*WRITTEN REQUEST A*:
In the R-help thread on kruskal.test and kruskalmc, what job title appears in the reply's signature?
*WRITTEN REQUEST B*:
List every way of listening to The Wireless from Age UK that the R-help thread on kruskal.test and kruskalmc mentions.

*PASSAGE SHOWN*:
· · ·

Skip to content

kruskal.test followed by kruskalmc

6 messages · Humber Andrade, Jose Iparraguirre, Peter Dalgaard

#
Humber,
Have a look at this: http://r.789695.n4.nabble.com/Multiple-Comparisons-Kruskal-Wallis-Test-kruskal-agricolae-and-kruskalmc-pgirmess-don-t-yield-the-sa-td4639004.html
Hope it helps.
Kind regards,

Jos?

Prof. Jos? Iparraguirre
Chief Economist
Age UK



-----Original Message-----
From: r-help-bounces at r-project.org [mailto:r-help-bounces at r-project.org] On Behalf Of Humber Andrade
Sent: 05 July 2013 11:38
To: r-help at r-project.org
Subject: [R] kruskal.test followed by kruskalmc

Hi all,

After running kruskal.test I have got results (p<0,005) pointing to reject the hypothesis that the samples were draw from the same population.
Howerver when I run the kruskalmc there are no significant differences in any of the multiple comparisons. Is that possible? Some clarification?

Thanks, Humber


<https://sites.google.com/site/humberandrade>


______________________________________________
R-help at r-project.org mailing list
https://stat.ethz.ch/mailman/listinfo/r-help
PLEASE do read the posting guide http://www.R-project.org/posting-guide.html
and provide commented, minimal, self-contained, reproducible code.

The Wireless from Age UK | Radio for grown-ups.

www.ageuk.org.uk/thewireless


If you?re looking for a radio station that offers real variety, tune in to The Wireless from Age UK. 
Whether you choose to listen through the website at www.ageuk.org.uk/thewireless, on digital radio (currently available in London and Yorkshire) or through our TuneIn Radio app, you can look forward to an inspiring mix of music, conversation and useful information 24 hours a day.

· · ·

*ENTRIES*:
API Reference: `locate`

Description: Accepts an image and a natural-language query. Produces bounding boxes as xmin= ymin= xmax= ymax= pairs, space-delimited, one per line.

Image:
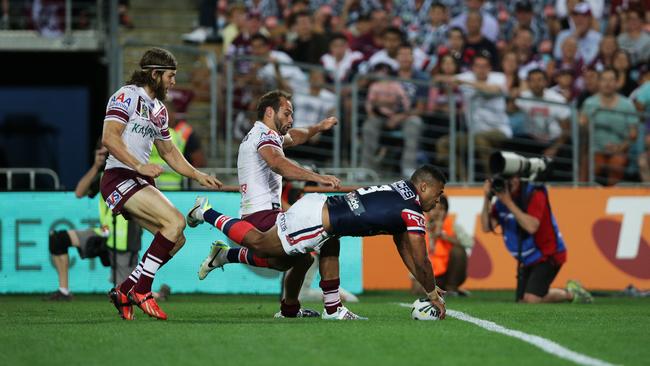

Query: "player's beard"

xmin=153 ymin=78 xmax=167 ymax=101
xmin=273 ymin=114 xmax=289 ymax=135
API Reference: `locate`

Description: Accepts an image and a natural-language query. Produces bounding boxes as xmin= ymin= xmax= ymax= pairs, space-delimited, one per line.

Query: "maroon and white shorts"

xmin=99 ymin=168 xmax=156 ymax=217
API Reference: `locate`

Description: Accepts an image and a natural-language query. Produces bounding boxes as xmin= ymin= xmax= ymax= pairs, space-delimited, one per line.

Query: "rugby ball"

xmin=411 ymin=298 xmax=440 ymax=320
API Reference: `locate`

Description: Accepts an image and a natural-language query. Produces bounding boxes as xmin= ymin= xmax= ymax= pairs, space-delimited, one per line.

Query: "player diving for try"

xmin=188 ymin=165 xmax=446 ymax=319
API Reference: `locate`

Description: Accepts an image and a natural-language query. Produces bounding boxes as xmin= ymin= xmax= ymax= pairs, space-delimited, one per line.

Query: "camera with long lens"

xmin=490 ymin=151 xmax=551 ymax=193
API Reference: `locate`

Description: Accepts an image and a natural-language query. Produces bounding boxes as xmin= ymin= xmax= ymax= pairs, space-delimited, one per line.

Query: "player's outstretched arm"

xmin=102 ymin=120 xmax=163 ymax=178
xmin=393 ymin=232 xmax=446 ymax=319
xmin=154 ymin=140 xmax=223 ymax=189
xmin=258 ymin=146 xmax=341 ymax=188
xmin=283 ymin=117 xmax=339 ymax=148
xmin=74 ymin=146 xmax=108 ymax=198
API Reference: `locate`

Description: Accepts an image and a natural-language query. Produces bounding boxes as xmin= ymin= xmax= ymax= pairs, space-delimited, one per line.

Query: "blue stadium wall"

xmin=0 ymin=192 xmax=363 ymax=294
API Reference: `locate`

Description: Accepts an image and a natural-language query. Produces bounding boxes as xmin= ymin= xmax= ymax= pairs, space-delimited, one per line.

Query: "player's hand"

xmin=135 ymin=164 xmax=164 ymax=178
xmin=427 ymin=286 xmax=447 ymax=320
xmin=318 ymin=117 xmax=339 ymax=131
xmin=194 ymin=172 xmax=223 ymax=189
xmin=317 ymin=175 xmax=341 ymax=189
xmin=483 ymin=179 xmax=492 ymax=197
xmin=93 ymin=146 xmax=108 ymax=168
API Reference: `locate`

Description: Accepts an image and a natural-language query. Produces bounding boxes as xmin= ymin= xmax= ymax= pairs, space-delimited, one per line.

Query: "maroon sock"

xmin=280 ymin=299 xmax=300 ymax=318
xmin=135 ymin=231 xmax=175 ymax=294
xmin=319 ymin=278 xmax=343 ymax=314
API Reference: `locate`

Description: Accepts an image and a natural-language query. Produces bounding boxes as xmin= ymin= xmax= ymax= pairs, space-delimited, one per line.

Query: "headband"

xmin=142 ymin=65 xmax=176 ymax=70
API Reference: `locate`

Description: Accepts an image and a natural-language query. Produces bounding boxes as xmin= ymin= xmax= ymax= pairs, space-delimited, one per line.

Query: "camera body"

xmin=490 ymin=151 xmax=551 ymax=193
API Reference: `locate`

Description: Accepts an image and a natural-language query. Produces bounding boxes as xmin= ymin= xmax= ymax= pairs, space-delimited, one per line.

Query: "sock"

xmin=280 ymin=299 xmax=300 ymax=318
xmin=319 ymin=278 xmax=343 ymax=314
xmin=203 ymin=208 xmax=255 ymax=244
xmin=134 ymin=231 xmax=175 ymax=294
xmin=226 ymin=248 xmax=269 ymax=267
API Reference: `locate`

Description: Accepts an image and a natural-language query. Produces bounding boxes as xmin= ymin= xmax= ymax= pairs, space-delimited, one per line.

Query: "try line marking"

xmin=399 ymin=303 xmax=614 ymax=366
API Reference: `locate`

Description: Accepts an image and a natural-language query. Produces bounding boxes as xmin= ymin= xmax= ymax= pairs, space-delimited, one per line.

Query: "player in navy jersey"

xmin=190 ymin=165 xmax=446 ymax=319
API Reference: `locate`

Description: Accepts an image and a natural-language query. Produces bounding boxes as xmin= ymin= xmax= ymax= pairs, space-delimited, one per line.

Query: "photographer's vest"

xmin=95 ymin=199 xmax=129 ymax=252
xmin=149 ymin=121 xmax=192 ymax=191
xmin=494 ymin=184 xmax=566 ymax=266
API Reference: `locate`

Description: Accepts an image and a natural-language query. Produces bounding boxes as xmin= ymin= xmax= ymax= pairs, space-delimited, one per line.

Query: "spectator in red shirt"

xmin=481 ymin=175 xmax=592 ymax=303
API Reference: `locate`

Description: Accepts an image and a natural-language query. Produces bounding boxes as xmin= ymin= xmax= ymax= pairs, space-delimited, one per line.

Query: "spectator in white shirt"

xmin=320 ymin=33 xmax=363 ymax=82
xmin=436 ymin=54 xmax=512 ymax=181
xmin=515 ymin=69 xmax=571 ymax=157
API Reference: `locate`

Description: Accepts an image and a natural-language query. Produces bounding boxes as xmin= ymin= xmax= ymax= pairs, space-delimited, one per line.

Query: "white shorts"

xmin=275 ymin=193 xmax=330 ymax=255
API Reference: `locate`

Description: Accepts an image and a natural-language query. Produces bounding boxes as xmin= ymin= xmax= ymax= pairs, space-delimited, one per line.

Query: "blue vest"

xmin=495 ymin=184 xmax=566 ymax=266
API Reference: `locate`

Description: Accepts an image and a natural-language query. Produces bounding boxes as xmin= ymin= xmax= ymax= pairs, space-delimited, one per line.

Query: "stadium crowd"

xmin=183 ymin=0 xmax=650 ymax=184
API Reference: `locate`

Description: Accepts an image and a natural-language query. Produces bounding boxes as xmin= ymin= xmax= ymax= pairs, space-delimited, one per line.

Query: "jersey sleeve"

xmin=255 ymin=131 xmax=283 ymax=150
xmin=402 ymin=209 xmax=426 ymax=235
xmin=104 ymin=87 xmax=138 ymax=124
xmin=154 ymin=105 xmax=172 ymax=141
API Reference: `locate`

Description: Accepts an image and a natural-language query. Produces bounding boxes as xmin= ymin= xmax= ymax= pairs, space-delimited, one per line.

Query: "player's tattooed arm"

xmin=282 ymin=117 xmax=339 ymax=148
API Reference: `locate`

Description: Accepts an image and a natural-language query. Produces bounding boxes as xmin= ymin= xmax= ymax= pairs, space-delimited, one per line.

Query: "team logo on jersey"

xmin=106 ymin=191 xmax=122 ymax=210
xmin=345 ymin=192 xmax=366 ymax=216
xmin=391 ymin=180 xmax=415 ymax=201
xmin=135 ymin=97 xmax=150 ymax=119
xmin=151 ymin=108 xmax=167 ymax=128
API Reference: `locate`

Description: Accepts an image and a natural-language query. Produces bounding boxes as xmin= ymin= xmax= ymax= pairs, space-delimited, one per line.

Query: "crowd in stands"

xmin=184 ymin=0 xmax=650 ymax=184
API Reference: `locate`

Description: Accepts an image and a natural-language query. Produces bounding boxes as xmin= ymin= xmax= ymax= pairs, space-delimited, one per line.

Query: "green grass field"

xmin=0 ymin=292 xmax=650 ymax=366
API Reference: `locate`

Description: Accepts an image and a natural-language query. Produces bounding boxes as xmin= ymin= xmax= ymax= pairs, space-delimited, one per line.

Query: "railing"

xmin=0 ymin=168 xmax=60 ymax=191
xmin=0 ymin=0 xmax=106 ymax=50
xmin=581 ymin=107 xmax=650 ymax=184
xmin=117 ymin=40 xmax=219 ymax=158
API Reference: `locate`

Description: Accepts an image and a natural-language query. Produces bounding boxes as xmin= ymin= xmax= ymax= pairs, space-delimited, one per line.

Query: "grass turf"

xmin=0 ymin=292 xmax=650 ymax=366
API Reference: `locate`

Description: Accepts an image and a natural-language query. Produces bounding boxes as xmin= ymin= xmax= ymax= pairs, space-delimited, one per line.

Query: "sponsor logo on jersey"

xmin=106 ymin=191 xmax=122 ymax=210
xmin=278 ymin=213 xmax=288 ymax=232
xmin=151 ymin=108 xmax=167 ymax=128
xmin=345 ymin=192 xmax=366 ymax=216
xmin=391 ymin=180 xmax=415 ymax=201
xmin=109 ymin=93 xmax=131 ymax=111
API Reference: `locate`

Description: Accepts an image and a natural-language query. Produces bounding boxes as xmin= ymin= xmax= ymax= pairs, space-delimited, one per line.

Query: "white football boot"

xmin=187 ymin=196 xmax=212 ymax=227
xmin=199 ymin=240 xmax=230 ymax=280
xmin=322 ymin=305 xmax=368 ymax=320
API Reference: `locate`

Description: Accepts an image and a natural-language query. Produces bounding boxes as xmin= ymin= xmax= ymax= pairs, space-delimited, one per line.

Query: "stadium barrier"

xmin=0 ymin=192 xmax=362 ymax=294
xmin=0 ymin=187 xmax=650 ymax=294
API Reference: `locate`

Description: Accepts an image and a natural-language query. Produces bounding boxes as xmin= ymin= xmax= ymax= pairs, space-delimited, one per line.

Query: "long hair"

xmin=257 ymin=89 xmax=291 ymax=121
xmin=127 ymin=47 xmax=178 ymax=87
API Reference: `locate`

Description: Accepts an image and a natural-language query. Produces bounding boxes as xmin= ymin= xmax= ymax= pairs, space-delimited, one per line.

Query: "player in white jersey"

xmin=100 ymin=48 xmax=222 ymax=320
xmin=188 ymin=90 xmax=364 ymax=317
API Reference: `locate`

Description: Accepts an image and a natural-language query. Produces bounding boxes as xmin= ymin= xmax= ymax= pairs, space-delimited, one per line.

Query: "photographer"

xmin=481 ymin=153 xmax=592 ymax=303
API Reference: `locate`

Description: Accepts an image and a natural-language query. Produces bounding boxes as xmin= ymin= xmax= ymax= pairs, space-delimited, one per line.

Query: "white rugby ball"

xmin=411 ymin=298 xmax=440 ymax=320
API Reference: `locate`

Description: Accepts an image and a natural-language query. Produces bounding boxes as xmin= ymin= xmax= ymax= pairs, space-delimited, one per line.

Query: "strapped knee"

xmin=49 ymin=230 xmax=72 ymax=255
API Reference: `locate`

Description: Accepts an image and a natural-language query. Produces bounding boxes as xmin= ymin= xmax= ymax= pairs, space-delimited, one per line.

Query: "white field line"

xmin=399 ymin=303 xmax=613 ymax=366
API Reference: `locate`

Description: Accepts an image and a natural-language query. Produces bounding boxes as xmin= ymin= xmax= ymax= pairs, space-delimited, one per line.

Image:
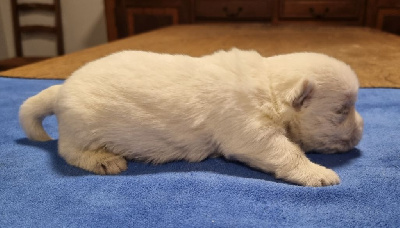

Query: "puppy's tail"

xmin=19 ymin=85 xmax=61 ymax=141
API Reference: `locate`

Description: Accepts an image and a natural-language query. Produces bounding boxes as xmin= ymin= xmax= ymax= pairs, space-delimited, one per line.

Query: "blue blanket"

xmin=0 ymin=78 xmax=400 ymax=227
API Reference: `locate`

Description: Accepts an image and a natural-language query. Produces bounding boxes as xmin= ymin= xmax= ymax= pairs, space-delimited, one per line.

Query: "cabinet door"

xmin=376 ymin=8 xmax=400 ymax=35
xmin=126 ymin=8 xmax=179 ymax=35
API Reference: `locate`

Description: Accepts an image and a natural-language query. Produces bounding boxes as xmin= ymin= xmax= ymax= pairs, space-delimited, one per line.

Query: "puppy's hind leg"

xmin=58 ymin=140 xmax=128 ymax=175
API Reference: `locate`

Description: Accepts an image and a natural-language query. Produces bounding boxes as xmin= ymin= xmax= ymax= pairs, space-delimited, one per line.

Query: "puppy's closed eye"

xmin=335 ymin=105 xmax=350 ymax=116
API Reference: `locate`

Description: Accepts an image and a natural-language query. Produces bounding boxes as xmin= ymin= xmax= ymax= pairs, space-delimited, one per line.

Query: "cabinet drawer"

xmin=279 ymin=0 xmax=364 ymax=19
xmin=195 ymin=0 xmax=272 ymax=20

· · ·

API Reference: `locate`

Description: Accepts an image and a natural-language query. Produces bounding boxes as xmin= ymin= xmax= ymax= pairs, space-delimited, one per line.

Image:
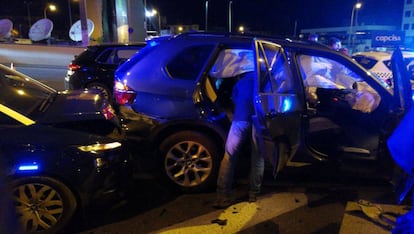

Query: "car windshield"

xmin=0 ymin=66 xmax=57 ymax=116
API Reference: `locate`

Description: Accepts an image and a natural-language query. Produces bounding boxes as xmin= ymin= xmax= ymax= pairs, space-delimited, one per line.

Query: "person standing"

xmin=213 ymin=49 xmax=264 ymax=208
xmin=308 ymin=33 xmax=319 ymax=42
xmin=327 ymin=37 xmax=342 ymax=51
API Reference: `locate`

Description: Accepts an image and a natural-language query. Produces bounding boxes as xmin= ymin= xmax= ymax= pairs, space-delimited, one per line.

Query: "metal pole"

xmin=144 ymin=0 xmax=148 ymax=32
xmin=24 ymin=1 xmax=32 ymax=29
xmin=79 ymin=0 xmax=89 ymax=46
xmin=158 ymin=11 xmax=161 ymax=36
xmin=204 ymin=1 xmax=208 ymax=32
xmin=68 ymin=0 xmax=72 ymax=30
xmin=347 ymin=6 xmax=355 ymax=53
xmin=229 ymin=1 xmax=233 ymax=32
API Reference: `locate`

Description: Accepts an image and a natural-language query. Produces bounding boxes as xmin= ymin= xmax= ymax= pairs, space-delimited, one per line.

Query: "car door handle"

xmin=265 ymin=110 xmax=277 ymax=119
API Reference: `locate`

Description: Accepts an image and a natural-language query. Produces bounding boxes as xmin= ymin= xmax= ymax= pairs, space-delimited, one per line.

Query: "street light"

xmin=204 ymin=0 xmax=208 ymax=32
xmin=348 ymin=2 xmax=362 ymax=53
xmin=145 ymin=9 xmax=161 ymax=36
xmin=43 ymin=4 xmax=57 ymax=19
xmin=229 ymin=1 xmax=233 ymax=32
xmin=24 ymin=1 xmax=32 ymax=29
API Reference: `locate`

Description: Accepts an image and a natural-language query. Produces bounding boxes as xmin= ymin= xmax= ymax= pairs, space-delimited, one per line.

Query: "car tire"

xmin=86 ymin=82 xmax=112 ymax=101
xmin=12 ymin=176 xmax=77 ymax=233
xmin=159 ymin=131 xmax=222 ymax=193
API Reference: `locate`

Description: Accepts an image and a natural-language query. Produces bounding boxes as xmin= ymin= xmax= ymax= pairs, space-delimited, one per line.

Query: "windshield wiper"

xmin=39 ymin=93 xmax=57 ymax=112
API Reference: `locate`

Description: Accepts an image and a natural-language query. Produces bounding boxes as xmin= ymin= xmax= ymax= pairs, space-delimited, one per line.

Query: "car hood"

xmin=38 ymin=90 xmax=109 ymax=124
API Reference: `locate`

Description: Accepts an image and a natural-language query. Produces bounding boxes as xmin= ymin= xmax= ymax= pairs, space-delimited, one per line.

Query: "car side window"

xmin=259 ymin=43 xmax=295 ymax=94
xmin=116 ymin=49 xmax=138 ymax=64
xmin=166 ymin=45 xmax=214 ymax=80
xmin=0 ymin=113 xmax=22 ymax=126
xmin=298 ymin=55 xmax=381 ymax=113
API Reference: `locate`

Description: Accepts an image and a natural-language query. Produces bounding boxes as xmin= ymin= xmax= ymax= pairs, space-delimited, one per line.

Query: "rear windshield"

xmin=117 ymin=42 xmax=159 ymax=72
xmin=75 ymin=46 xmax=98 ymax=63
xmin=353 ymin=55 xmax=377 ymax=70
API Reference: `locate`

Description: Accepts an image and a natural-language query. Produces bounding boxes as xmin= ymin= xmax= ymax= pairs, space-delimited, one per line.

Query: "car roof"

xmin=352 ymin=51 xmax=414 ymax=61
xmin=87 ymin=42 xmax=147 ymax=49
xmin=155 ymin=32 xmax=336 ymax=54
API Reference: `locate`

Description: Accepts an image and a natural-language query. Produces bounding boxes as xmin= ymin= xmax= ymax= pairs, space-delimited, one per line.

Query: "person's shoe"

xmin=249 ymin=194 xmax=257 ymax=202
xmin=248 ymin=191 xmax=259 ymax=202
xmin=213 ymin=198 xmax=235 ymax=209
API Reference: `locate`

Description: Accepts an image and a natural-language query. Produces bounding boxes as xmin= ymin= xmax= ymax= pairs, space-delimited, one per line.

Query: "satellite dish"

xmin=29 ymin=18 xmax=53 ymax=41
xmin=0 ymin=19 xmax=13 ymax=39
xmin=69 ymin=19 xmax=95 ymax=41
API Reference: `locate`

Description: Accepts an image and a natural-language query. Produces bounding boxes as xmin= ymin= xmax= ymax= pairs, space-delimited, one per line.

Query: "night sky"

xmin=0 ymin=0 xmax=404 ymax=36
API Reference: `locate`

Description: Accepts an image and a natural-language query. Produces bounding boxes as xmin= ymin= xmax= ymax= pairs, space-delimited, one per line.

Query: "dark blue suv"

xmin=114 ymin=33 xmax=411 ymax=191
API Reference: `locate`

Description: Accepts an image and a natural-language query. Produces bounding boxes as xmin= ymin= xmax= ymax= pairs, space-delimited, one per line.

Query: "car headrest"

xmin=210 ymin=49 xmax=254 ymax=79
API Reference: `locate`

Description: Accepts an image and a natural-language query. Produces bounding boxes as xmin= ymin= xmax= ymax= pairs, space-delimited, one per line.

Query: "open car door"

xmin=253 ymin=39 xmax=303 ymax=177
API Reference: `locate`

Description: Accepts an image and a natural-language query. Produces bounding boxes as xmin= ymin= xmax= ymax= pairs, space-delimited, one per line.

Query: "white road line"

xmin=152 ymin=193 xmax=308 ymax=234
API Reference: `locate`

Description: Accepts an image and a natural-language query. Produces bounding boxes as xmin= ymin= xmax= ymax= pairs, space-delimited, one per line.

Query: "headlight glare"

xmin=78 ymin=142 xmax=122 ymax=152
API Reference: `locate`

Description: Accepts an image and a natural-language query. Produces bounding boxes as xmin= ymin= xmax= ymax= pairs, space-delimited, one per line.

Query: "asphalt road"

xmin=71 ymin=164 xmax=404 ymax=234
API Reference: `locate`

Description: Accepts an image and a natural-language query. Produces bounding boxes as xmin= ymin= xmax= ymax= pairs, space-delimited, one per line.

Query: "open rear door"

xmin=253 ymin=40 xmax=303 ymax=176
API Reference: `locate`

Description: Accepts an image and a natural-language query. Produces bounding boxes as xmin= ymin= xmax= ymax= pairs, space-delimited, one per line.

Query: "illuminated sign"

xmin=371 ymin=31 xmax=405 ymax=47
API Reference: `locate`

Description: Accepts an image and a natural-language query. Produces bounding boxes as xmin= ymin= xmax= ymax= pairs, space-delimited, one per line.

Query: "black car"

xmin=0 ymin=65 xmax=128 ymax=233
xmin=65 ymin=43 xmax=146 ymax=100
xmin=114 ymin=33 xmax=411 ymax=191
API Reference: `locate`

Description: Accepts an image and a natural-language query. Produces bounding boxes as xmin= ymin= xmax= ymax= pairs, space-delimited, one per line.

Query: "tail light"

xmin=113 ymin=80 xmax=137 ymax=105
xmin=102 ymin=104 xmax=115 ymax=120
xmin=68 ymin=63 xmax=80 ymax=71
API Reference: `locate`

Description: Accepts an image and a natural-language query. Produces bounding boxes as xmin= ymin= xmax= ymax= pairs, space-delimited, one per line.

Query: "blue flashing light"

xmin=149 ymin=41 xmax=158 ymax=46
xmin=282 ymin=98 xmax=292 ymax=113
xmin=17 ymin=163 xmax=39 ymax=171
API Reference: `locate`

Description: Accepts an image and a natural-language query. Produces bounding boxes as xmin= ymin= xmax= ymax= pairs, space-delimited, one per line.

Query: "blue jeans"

· · ·

*CORRECT OUTPUT A*:
Chief Economist

*CORRECT OUTPUT B*:
- Through the website at www.ageuk.org.uk/thewireless
- On digital radio (currently available in London and Yorkshire)
- Through the TuneIn Radio app